WORK REQUIRED »
Update the records below by changing every "outline the target" to "trace the target" and keeping everything else the same. Leave the pictures out of your answer.

[RECORD EXCERPTS start]

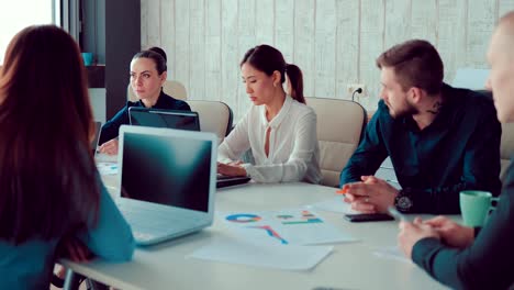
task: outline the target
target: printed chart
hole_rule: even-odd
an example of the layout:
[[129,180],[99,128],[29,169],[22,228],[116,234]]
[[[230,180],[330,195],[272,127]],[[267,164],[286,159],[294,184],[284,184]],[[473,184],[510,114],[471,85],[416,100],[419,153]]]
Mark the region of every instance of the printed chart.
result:
[[224,224],[238,237],[262,245],[315,245],[356,241],[304,208],[220,214]]

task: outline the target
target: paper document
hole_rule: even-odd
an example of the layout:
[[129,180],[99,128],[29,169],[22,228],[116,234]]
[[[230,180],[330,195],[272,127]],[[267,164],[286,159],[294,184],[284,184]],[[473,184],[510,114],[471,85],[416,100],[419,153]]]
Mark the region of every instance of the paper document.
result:
[[258,245],[314,245],[356,241],[308,208],[219,214],[225,226],[238,237]]
[[190,257],[286,270],[309,270],[333,250],[333,246],[256,245],[248,241],[217,237]]
[[373,255],[386,259],[395,259],[403,263],[412,263],[411,259],[405,257],[398,246],[377,248]]

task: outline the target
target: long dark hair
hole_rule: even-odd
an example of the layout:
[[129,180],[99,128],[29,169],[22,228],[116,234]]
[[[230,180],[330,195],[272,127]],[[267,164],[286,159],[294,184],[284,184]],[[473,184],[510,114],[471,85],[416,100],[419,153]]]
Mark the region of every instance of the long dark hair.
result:
[[305,103],[302,70],[295,65],[287,64],[280,51],[266,44],[257,45],[246,52],[239,66],[245,63],[268,76],[271,76],[276,70],[279,71],[281,83],[286,81],[287,74],[291,82],[291,97],[301,103]]
[[49,241],[96,222],[93,130],[71,36],[54,25],[19,32],[0,71],[0,239]]

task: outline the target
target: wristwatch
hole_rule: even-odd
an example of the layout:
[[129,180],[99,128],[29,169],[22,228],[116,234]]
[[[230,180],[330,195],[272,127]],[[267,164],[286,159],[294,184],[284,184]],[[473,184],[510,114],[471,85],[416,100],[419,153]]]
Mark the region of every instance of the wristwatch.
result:
[[411,189],[401,189],[394,198],[394,207],[396,207],[400,212],[409,212],[412,209],[412,205],[413,201]]

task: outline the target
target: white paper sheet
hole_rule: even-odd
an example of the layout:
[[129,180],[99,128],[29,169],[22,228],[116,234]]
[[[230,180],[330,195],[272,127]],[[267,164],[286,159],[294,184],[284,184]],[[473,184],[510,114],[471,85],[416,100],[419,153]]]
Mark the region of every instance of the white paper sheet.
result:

[RECORD EXCERPTS end]

RESPONSE TO THE TASK »
task: trace the target
target: printed chart
hole_rule: even-odd
an example of the layout:
[[129,180],[99,128],[29,169],[22,228],[116,234]]
[[[230,180],[330,195],[272,127]],[[267,164],[286,159],[294,184],[284,184]],[[473,184],[510,114],[471,85],[416,100],[419,153]]]
Mark the region of every instance of the printed chart.
result:
[[224,224],[238,237],[262,245],[315,245],[356,241],[304,208],[220,214]]

task: trace the target
target: paper document
hole_rule: even-odd
an example of the layout:
[[129,180],[99,128],[29,169],[22,228],[116,234]]
[[[230,180],[330,195],[272,127]],[[267,164],[286,159],[294,184],[284,184]],[[473,184],[510,114],[471,85],[416,100],[419,153]]]
Mark the region of every instance of the paper document.
result:
[[258,245],[314,245],[356,241],[308,208],[219,214],[225,226],[238,237]]
[[190,257],[286,270],[309,270],[333,250],[333,246],[256,245],[248,241],[217,237]]
[[373,255],[386,259],[395,259],[403,263],[412,263],[411,259],[405,257],[398,246],[377,248]]

task: trace the target
target: long dark hair
hole_rule: even-odd
an example of the layout:
[[129,180],[99,128],[29,169],[22,228],[116,234]]
[[[230,180],[330,195],[272,127]],[[267,164],[286,159],[294,184],[284,184]],[[473,184],[510,114],[471,85],[416,100],[419,153]]]
Mark the region of every instance of the long dark hair.
result:
[[305,103],[302,70],[295,65],[287,64],[280,51],[266,44],[257,45],[246,52],[239,66],[245,63],[268,76],[271,76],[276,70],[279,71],[281,83],[286,81],[287,74],[291,82],[291,97],[301,103]]
[[49,241],[96,222],[93,130],[71,36],[54,25],[19,32],[0,71],[0,239]]

task: trace the target
target: wristwatch
hole_rule: even-odd
an example of the layout:
[[129,180],[99,128],[29,169],[22,228],[116,234]]
[[[230,180],[330,195],[272,127]],[[267,164],[286,159],[294,184],[284,184]],[[473,184],[510,114],[471,85],[416,100],[419,153]]]
Mark the region of every instance of the wristwatch.
result:
[[411,189],[401,189],[394,198],[394,207],[396,207],[400,212],[409,212],[412,209],[412,205],[413,201]]

task: trace the target
target: white paper sheet
hole_rule: even-odd
an example of the layout:
[[129,180],[99,128],[29,169],[22,228],[116,234]]
[[[230,180],[330,195],[272,127]],[[267,164],[286,159],[294,184],[284,184]],[[473,184],[510,114],[471,85],[416,100],[419,153]]]
Mark the region of every instance of the white paper sheet.
result:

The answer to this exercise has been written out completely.